* Aim of the exercise *
Recast every line of the items below as a numbered list, leaving out any blank lines.
======== Raw records ========
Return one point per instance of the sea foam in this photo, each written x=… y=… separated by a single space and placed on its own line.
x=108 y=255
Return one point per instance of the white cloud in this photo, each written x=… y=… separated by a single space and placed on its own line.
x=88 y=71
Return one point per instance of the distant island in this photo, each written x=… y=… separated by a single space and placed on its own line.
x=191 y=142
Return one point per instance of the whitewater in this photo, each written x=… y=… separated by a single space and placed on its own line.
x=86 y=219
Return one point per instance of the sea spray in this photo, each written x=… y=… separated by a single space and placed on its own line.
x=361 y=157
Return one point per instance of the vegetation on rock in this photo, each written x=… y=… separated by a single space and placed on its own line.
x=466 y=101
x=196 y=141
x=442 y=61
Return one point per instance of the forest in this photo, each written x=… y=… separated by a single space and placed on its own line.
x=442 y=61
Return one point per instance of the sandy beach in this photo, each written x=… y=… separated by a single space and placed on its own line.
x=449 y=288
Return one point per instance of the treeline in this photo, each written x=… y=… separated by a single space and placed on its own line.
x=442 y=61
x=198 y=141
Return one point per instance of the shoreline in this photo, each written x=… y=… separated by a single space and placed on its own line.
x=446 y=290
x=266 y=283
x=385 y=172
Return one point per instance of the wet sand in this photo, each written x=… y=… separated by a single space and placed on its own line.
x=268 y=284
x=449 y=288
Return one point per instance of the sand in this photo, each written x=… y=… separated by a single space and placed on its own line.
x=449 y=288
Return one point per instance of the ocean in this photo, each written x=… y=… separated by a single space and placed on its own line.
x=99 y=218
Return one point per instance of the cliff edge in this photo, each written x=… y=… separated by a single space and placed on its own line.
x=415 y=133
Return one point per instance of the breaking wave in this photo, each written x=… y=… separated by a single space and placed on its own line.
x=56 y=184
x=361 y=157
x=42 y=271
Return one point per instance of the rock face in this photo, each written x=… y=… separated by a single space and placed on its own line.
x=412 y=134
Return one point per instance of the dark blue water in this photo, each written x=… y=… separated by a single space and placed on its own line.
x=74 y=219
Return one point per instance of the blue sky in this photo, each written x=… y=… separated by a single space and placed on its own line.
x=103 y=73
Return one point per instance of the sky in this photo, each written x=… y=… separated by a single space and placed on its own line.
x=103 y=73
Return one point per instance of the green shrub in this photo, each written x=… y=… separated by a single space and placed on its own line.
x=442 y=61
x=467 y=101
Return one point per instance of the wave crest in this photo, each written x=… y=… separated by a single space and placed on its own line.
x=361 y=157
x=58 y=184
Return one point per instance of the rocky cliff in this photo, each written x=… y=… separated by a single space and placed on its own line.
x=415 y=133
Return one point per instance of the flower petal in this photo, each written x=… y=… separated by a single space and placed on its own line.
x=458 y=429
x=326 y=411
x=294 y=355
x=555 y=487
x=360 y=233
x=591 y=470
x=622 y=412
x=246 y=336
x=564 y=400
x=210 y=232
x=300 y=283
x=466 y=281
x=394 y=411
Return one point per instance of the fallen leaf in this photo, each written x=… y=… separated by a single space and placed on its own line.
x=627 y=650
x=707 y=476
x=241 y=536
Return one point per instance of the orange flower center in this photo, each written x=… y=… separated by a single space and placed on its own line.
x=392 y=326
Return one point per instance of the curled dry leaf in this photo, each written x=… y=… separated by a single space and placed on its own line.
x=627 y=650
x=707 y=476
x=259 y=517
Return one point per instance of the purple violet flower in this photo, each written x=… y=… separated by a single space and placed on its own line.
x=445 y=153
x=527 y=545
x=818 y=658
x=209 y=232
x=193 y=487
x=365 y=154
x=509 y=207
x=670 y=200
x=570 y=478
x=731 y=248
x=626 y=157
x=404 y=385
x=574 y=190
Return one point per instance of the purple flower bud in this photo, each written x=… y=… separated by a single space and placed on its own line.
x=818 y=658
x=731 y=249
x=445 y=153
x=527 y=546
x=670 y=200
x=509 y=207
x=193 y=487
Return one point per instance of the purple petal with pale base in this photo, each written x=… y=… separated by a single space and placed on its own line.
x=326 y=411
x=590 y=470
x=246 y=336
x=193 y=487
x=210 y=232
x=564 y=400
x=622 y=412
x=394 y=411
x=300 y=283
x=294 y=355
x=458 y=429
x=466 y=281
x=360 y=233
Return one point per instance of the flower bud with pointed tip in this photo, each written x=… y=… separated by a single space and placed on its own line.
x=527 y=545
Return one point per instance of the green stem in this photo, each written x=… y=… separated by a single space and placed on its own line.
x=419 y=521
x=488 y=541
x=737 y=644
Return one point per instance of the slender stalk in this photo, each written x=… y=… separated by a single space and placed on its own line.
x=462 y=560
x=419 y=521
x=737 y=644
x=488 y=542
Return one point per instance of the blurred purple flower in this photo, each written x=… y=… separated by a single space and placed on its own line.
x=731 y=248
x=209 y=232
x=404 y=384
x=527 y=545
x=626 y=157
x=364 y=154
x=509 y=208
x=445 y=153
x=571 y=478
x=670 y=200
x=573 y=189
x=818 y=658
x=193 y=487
========
* Answer in full *
1. Return one point per instance of the sea foam in this photo, each written x=… y=… separated by a single space and placed on its own line.
2. x=108 y=255
3. Return one point per instance of the white cloud in this photo, each written x=… y=… separated by a single space and placed on its own line.
4. x=88 y=71
5. Return one point per instance of the distant island in this photo, each written x=… y=… separated by a single space and placed on its own line.
6. x=191 y=142
7. Return one point per instance of the whitewater in this photo, each written x=… y=… separated by a single space and placed on its own line.
8. x=86 y=219
9. Return one point per instance of the sea spray in this photo, each written x=… y=… separated by a single space and placed on its own line.
10. x=361 y=157
11. Return one point per instance of the vegetation on rock in this photo, each written x=… y=… separated by a single space and placed on its own line.
12. x=466 y=101
13. x=196 y=141
14. x=442 y=61
15. Return one point per instance of the forest in this photo, each written x=… y=… separated by a single space and placed on its own line.
16. x=442 y=61
17. Return one point per instance of the sandy beach in this photo, each written x=… y=… separated by a single space and placed on its own line.
18. x=449 y=288
19. Return one point per instance of the treeline in this photo, each written x=… y=… separated by a single space and placed on its own line.
20. x=442 y=61
21. x=198 y=141
22. Return one point per instance of the shoreline in this photo, each written x=… y=… separated by a single space and placed on its own line.
23. x=446 y=290
24. x=266 y=283
25. x=385 y=172
26. Return one point per instance of the wet sand in this photo, each written x=… y=… separated by a single space and placed on its own line.
27. x=268 y=284
28. x=449 y=288
29. Return one point per instance of the sand in this photo, each written x=… y=… separated by a single space and placed on its own line.
30. x=449 y=288
31. Return one point per instance of the ocean in this photo, each written x=… y=… separated by a single space and placed on its own line.
32. x=99 y=218
33. Return one point per instance of the cliff edge in this photo, each written x=… y=… separated by a single space and placed on its own line.
34. x=415 y=133
35. Return one point per instance of the breaking wave in this photo, each written x=… y=… separated by a single space and placed on its own line.
36. x=56 y=184
37. x=361 y=157
38. x=42 y=271
39. Return one point per instance of the rock face in this photo, each written x=… y=… separated by a single space and placed on its own line.
40. x=412 y=134
41. Return one point per instance of the dark blue water in this photo, each written x=… y=… separated by a single space and placed on its own line.
42. x=74 y=219
43. Return one point per instance of the blue sky in this photo, each written x=… y=… separated by a single space and placed on its own line.
44. x=103 y=73
45. Return one point per instance of the sky in this photo, each written x=… y=… separated by a single space and placed on its own line.
46. x=103 y=73
47. Return one point per instance of the green shrub in this photo, each written x=… y=… separated by a single space and placed on its own line.
48. x=442 y=61
49. x=467 y=101
50. Return one point per instance of the wave crest in this photo, each written x=… y=… separated by a single space and placed on its own line.
51. x=361 y=157
52. x=58 y=184
53. Return one point per instance of the rocky cliff in this photo, each written x=… y=… separated by a single space and placed on its own line.
54. x=415 y=133
55. Return one point per instance of the flower petal in this photo, each written x=… y=… separated by a single space and placed on its own line.
56. x=458 y=429
57. x=326 y=411
58. x=294 y=355
59. x=555 y=487
60. x=360 y=233
61. x=591 y=470
62. x=622 y=412
63. x=246 y=336
64. x=564 y=400
65. x=210 y=232
66. x=300 y=283
67. x=466 y=281
68. x=394 y=411
69. Return one point per instance of the fallen leaf in this photo, each written x=… y=… separated by a single space and placed on its own line.
70. x=627 y=650
71. x=707 y=476
72. x=241 y=536
73. Return one point per instance of the orange flower center in this photo, each written x=… y=… separated by a single space and placed on its own line.
74. x=392 y=326
75. Return one point per instance of the curled dry leaf in this photo, each written x=… y=… separated by a single space and placed on its own line.
76. x=627 y=650
77. x=707 y=476
78. x=259 y=517
79. Return one point per instance of the purple violet flower in this photo, each written x=… y=… separated by a single space and placed on its own line.
80. x=445 y=153
81. x=527 y=545
82. x=818 y=658
83. x=209 y=232
84. x=193 y=487
85. x=365 y=154
86. x=509 y=207
87. x=670 y=200
88. x=570 y=478
89. x=731 y=248
90. x=626 y=157
91. x=404 y=385
92. x=574 y=190
93. Return one point per instance of the purple flower bud in this photo, each written x=… y=… separated by a single space and placed on its own line.
94. x=818 y=658
95. x=731 y=249
96. x=445 y=153
97. x=527 y=546
98. x=670 y=200
99. x=509 y=207
100. x=193 y=487
101. Return one point per instance of the purple petal with pale base in this photo, each written x=… y=… separated by a single space and placed on its own line.
102. x=326 y=411
103. x=590 y=470
104. x=246 y=336
105. x=193 y=487
106. x=210 y=232
107. x=564 y=400
108. x=622 y=412
109. x=394 y=411
110. x=300 y=283
111. x=294 y=355
112. x=458 y=429
113. x=466 y=281
114. x=360 y=233
115. Return one point per instance of the flower bud with pointed tip in this photo, each written x=… y=… separated by a single space and placed on its own line.
116. x=527 y=545
117. Return one point per instance of the green stem in this photo, each written x=… y=… separated by a single space and placed on its own line.
118. x=419 y=521
119. x=488 y=541
120. x=737 y=644
121. Return one point per instance of the slender stalk in this photo, each written x=… y=… separated by a single space and placed on its own line.
122. x=462 y=560
123. x=419 y=521
124. x=737 y=644
125. x=488 y=542
126. Return one point per instance of the blurred purple flower in this photo, each written x=… y=… separated by a single space and placed on its own line.
127. x=731 y=248
128. x=209 y=232
129. x=404 y=384
130. x=527 y=545
131. x=626 y=157
132. x=364 y=154
133. x=509 y=208
134. x=445 y=153
135. x=571 y=478
136. x=670 y=200
137. x=573 y=189
138. x=818 y=658
139. x=193 y=487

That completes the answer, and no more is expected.